__What you have to do__: Copy the data below verbatim, line by line, changing nothing and leaving nothing out.

__Data in this exercise__:
───

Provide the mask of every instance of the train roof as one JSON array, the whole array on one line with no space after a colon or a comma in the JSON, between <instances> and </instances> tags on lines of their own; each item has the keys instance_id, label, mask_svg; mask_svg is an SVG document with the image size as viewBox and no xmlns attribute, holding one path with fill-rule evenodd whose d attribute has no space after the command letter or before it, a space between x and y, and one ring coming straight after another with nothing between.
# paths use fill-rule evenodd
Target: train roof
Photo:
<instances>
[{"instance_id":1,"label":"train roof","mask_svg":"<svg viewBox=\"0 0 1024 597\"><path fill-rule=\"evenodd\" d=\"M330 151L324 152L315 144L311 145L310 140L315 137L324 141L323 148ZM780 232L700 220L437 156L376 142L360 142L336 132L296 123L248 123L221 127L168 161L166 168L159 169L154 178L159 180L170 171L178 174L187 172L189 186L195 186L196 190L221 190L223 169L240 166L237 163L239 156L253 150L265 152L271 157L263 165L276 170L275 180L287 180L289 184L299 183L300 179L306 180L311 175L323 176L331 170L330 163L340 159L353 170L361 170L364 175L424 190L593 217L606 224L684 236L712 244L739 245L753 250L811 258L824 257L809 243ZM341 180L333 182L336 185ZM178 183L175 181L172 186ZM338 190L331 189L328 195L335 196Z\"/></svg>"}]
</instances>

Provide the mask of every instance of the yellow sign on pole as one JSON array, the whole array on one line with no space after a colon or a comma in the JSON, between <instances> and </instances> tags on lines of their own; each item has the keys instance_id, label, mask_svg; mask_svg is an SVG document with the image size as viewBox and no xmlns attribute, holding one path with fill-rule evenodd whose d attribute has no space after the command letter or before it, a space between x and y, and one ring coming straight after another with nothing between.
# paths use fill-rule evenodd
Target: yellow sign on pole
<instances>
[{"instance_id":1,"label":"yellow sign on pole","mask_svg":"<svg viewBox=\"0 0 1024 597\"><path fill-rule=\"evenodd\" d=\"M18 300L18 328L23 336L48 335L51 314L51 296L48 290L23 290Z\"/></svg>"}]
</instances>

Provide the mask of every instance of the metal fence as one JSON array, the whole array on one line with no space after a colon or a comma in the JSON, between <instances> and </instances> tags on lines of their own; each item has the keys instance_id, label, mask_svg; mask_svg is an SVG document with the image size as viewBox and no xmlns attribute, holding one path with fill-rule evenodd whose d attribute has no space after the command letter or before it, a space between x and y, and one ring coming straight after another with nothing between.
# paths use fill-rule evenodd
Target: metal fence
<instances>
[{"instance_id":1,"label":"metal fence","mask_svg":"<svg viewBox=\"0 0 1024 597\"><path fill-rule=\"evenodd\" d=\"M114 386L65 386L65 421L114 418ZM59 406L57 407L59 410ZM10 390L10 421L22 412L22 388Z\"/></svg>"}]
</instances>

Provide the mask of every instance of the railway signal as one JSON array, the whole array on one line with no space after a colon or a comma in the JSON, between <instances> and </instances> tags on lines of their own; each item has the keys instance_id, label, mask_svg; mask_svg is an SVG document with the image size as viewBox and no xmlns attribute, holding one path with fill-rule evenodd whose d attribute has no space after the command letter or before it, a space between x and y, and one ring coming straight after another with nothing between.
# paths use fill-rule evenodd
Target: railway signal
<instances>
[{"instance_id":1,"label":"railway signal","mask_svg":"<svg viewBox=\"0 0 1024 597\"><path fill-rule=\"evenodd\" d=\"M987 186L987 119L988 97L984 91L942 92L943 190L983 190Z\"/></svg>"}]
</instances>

───

__Response to this task__:
Provide the mask of every instance of the train roof as one JSON array, the whole array on one line with no space after a colon or a comma in the JSON, between <instances> and </instances> tags on lines of their own; each item has the keys instance_id, label, mask_svg; mask_svg is an SVG document with the image size as viewBox and no xmlns attribute, holding one path with fill-rule evenodd whose d attribute has no space after the command letter or before it, a space between x and y, and one ring coming straight after another with nothing between.
# paths use fill-rule evenodd
Target: train roof
Photo:
<instances>
[{"instance_id":1,"label":"train roof","mask_svg":"<svg viewBox=\"0 0 1024 597\"><path fill-rule=\"evenodd\" d=\"M330 151L324 152L315 144L311 145L310 140L315 137L324 141L323 148ZM780 232L700 220L437 156L376 142L360 142L336 132L296 123L248 123L221 127L168 161L166 168L159 169L154 178L159 180L170 171L178 174L187 172L189 186L195 186L196 190L221 190L223 169L240 166L237 163L239 156L253 150L265 152L271 157L263 165L276 170L275 180L287 180L289 184L299 183L300 179L306 180L311 175L323 176L331 170L330 163L340 159L353 170L361 170L364 175L424 190L593 217L606 224L684 236L712 244L739 245L753 250L811 258L824 257L809 243ZM341 180L333 182L336 185ZM178 183L175 181L172 186ZM338 190L331 189L328 195L335 196Z\"/></svg>"}]
</instances>

Provide the mask of every instance of the yellow sign on pole as one JSON array, the whole array on one line with no space after a colon or a comma in the JSON, between <instances> and </instances> tags on lines of their own; each item has the keys instance_id, label, mask_svg; mask_svg is an SVG document with the image size as viewBox and no xmlns attribute, holding one path with fill-rule evenodd whose d attribute has no space after the command letter or before it, a space between x and y, and one ring coming straight after another with nothing between.
# paths use fill-rule evenodd
Target: yellow sign on pole
<instances>
[{"instance_id":1,"label":"yellow sign on pole","mask_svg":"<svg viewBox=\"0 0 1024 597\"><path fill-rule=\"evenodd\" d=\"M18 300L18 328L23 336L48 335L51 314L51 296L48 290L23 290Z\"/></svg>"}]
</instances>

Provide the mask of every instance of the metal fence as one JSON array, the whole array on one line with no space after a colon or a comma in the JSON, between <instances> and </instances> tags on lines of their own; each item has the keys instance_id, label, mask_svg; mask_svg is an SVG document with the image size as viewBox and no xmlns attribute, holding one path with fill-rule evenodd whose d attribute has no space after the command letter or before it, a space between x and y, and one ring coming straight after another with nothing between.
# paths use fill-rule evenodd
Target: metal fence
<instances>
[{"instance_id":1,"label":"metal fence","mask_svg":"<svg viewBox=\"0 0 1024 597\"><path fill-rule=\"evenodd\" d=\"M114 386L65 386L65 421L114 418ZM59 406L57 407L59 410ZM10 390L10 421L22 412L22 388Z\"/></svg>"}]
</instances>

Provide the mask of every instance of the railway signal as one JSON array, the whole array on one line with no space after a colon or a comma in the JSON, between <instances> and </instances> tags on lines of their own; each item has the keys instance_id, label, mask_svg; mask_svg is an SVG document with the image size as viewBox and no xmlns attribute, holding one path with fill-rule evenodd whose d attribute has no space after the command letter or before it, a space between x and y, and one ring coming straight after another with nothing between.
# paths use fill-rule evenodd
Target: railway signal
<instances>
[{"instance_id":1,"label":"railway signal","mask_svg":"<svg viewBox=\"0 0 1024 597\"><path fill-rule=\"evenodd\" d=\"M987 186L987 119L988 97L984 91L942 92L943 190L983 190Z\"/></svg>"}]
</instances>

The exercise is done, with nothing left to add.